### Page excerpt
Most (if not all) adoption information is very private, no matter where in the world you might be--and Ohio was no different. Adoptions usually are either private/closed (meaning that the information is available for those with the right credentials to view them--i.e. the birth parents, the adoptee, the adoptee’s next of kin, child etc.) or they are officially ‘sealed.’ When adoption records are sealed, this often means that the birth parents did not want the child (or anyone else) to know who they were, and they intended for the child to never learn. For private/closed adoptions, all that is usually needed is some kind of signed affidavit from someone proving they have the right credentials to access the information. But when records are sealed, usually a judge must be involved. Oftentimes, you’ll have to go to the judge and present your case (don’t think Law & Order) as to why you want or need the information, and then the court can decide if the records should be unsealed.
Anyway, in Ohio, the process is fairly simple. I made the assumption that grandpa’s records probably weren’t officially sealed, seeing as he knew he was adopted by his aunt and he likely knew who his parents were anyway. Since my mother was my grandfather’s child, I had her fill out this form, sent in the required fee, and in a few days we received these:
The first is the official affidavit, filled out by his adopted father Kurt. While it was a treat to finally see, I will admit that I was disappointed that it didn’t include the reason why grandpa was adopted by his aunt and uncle. An employee of the probate court in Cleveland confirmed that it’s rare, especially when children of this era were adopted at birth, that the reason was ever given.
The second document is the original birth certificate and it had the information and confirmation I was looking for: grandpa’s biological parent’s names were Gustave Saleker and Julia Dickson.
Receiving this information was a memorable experience--one I wish my grandfather had been around to experience with me. With these two documents in hand, I finally began a journey to discover more about the Saleker family and how the ended up here in Cleveland, Ohio.
Tips for Researchers
Trying to track down an adoption probably seems daunting. If you believe that the adoption was official (meaning it was done through courts or other official institutional means) start by searching which of those institutions is the owner of the adoption records based on your best guess as to where the adoption likely took place--then figure out what information is needed to gain access to the records. That’ll give you a good checklist of information you’ll need to seek out. Some institutions may search their records for free to confirm if they have any information on the individual you’re interested in--some may have restrictions on basic information like that. Every process seems different.
Some churches or houses of worship may also have information on adoptions, so check with any of these organizations your family member may have belonged to.
If none of these are viable options, I’d highly recommend utilizing as many of the DNA testing services (Ancestry.com, MyHeritage.com, etc.) as you can afford. Using the information you obtain from matches may help you fill in the gaps.
Additionally, you may also be able to get assistance from organizations who do this sort of research everyday. We have a great one in Cleveland: Adoption Network Cleveland.

### Task requirements
In the excerpt on Ohio adoption records, what names does the original birth certificate give for grandpa's biological parents?

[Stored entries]
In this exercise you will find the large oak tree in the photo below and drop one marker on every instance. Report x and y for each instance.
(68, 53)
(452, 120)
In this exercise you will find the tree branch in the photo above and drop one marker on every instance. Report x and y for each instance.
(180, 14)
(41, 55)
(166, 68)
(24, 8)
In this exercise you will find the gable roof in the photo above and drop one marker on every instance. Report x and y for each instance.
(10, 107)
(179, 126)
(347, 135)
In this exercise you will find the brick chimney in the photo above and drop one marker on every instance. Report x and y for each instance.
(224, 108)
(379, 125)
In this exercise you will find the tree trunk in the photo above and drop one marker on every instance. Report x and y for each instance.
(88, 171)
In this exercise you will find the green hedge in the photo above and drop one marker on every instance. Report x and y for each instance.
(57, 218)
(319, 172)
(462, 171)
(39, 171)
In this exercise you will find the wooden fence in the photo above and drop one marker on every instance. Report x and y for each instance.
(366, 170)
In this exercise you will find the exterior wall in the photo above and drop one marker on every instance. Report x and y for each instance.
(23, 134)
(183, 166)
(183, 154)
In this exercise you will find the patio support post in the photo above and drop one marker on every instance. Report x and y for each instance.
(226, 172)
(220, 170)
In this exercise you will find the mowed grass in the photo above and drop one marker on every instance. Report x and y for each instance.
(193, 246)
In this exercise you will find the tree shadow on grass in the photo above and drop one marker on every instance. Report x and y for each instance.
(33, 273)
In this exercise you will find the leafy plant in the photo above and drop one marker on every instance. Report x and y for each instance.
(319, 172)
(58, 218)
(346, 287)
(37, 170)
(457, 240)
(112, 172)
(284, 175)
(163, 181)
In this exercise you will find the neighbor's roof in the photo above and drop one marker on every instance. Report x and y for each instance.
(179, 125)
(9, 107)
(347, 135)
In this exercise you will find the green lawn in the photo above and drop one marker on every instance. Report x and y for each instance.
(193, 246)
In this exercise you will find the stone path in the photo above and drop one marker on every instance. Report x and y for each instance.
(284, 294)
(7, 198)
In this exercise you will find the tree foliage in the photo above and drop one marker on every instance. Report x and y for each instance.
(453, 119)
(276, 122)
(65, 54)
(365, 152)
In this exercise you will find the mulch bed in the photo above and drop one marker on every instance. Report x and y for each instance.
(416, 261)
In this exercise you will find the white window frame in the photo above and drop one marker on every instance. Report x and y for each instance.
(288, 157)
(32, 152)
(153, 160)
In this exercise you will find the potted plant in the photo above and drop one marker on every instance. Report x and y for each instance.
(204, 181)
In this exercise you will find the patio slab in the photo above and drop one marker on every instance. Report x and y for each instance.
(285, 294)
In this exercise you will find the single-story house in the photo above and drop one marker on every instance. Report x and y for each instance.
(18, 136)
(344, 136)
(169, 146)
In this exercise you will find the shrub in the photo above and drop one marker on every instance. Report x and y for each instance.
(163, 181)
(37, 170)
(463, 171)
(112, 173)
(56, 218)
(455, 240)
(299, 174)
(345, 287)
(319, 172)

### Solution to the exercise
Gustave Saleker and Julia Dickson.